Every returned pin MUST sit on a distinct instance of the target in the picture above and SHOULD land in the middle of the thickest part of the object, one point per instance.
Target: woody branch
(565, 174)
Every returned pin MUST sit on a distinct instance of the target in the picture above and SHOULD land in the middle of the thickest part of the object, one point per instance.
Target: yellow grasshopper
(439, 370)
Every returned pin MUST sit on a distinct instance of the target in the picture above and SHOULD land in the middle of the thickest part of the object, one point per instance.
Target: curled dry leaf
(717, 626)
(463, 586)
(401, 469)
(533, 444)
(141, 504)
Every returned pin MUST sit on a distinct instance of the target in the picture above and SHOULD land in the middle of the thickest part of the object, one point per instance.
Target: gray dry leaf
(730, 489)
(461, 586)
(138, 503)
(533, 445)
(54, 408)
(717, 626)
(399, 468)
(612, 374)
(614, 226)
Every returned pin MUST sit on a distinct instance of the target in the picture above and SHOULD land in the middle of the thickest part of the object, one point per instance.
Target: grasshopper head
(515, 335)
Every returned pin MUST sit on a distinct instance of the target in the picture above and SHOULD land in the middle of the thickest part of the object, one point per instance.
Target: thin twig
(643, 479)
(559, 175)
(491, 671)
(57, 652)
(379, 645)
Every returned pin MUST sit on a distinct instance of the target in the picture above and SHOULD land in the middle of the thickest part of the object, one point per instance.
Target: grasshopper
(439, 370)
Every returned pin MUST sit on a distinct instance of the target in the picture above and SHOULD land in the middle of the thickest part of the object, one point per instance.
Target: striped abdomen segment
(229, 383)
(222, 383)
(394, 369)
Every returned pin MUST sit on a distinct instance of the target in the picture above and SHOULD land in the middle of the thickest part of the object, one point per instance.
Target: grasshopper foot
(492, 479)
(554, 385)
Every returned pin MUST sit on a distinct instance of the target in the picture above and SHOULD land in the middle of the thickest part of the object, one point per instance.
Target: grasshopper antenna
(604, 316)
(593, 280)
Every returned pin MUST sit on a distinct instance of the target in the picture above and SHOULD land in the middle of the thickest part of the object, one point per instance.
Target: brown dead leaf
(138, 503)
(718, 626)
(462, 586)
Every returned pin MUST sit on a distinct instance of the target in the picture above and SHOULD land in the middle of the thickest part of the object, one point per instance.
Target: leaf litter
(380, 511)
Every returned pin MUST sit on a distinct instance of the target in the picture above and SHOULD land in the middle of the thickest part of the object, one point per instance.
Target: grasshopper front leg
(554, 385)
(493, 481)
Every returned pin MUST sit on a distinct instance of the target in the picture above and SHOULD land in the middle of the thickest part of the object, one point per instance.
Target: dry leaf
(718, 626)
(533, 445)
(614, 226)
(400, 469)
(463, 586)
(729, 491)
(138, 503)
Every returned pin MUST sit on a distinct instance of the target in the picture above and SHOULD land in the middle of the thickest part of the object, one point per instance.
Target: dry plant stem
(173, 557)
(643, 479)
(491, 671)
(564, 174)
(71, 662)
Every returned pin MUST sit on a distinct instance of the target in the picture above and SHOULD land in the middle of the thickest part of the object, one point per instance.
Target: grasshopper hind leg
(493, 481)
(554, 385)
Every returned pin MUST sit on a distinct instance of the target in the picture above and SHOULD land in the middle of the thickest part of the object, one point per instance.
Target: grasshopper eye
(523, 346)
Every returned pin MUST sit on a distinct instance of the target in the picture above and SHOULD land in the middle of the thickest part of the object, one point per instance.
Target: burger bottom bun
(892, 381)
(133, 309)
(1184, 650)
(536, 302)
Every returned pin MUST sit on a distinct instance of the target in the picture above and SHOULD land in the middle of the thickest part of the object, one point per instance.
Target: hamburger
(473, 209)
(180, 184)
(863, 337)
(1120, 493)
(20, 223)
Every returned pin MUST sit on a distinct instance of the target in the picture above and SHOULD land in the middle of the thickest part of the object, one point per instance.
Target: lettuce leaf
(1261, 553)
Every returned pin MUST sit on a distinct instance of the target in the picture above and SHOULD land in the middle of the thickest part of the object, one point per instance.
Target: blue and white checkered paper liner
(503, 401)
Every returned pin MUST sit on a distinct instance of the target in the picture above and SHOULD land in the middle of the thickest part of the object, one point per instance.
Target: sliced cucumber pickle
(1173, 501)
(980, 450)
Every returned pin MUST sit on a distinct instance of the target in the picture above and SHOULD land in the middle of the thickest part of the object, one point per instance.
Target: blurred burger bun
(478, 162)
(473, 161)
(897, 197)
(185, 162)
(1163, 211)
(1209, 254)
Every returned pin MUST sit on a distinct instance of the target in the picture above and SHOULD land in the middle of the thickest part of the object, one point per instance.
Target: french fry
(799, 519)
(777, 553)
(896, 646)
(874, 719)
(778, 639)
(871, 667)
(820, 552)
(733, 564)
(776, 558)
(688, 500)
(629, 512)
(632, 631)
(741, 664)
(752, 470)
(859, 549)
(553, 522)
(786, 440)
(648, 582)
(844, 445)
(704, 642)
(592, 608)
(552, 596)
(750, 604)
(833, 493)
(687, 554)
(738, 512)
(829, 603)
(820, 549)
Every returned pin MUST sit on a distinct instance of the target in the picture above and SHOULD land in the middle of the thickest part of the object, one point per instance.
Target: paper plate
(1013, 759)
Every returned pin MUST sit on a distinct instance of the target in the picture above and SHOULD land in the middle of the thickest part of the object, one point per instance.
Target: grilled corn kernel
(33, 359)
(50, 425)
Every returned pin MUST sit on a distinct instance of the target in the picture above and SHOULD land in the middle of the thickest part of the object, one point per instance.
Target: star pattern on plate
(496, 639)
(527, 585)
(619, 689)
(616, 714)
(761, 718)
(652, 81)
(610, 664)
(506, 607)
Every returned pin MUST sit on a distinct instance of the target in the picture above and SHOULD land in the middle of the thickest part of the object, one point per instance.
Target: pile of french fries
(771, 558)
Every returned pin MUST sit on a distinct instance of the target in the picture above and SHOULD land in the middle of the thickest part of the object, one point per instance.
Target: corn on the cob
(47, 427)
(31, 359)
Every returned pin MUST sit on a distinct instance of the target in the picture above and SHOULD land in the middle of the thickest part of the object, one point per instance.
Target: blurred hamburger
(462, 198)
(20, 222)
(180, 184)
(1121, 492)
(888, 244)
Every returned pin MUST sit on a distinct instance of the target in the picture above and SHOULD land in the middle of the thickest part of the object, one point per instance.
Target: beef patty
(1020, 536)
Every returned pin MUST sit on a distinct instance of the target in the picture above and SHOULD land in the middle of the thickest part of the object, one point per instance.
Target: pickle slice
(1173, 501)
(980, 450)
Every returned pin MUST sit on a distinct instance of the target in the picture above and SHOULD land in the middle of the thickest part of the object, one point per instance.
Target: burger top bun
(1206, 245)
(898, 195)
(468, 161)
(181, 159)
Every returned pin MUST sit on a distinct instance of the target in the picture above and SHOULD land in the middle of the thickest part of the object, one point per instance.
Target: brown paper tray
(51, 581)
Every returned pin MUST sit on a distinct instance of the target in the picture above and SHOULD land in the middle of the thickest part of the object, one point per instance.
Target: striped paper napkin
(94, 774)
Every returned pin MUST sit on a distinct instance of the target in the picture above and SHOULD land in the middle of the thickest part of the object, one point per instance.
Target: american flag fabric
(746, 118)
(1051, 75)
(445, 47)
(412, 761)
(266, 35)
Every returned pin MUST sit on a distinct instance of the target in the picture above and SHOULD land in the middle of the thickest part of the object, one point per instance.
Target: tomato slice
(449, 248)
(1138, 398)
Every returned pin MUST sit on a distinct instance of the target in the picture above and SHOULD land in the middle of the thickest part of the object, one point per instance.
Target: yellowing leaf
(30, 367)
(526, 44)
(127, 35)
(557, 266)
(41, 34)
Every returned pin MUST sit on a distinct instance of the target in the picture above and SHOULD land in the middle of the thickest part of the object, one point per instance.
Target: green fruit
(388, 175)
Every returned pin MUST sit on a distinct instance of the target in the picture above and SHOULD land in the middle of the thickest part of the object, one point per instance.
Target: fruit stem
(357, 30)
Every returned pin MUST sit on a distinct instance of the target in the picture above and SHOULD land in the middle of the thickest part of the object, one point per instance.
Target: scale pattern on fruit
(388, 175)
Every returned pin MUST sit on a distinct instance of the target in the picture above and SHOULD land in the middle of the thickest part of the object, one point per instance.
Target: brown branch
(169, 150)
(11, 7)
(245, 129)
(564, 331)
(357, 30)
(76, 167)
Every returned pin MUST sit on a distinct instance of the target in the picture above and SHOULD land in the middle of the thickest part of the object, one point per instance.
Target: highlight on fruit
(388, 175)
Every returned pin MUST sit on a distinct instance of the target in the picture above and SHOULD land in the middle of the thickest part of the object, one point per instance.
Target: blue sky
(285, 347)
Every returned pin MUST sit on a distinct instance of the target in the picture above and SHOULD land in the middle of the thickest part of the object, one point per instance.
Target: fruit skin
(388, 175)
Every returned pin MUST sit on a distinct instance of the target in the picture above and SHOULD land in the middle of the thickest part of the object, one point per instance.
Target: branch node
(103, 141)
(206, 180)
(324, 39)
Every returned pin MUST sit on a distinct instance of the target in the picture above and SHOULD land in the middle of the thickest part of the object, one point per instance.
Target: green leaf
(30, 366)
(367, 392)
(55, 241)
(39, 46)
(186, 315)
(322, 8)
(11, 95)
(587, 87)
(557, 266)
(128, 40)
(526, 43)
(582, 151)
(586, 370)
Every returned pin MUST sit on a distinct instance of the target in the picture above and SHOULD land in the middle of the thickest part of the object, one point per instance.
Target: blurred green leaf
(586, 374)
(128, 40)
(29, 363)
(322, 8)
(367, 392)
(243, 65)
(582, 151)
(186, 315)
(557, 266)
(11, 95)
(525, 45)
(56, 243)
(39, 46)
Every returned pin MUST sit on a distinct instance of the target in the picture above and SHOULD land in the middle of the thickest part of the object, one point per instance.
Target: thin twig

━━━━━━━━

:: TASK GOAL ::
Count the lines in the items above that contain the string "brown", with case counting, and give only the number.

:: FINISHED EXERCISE ::
3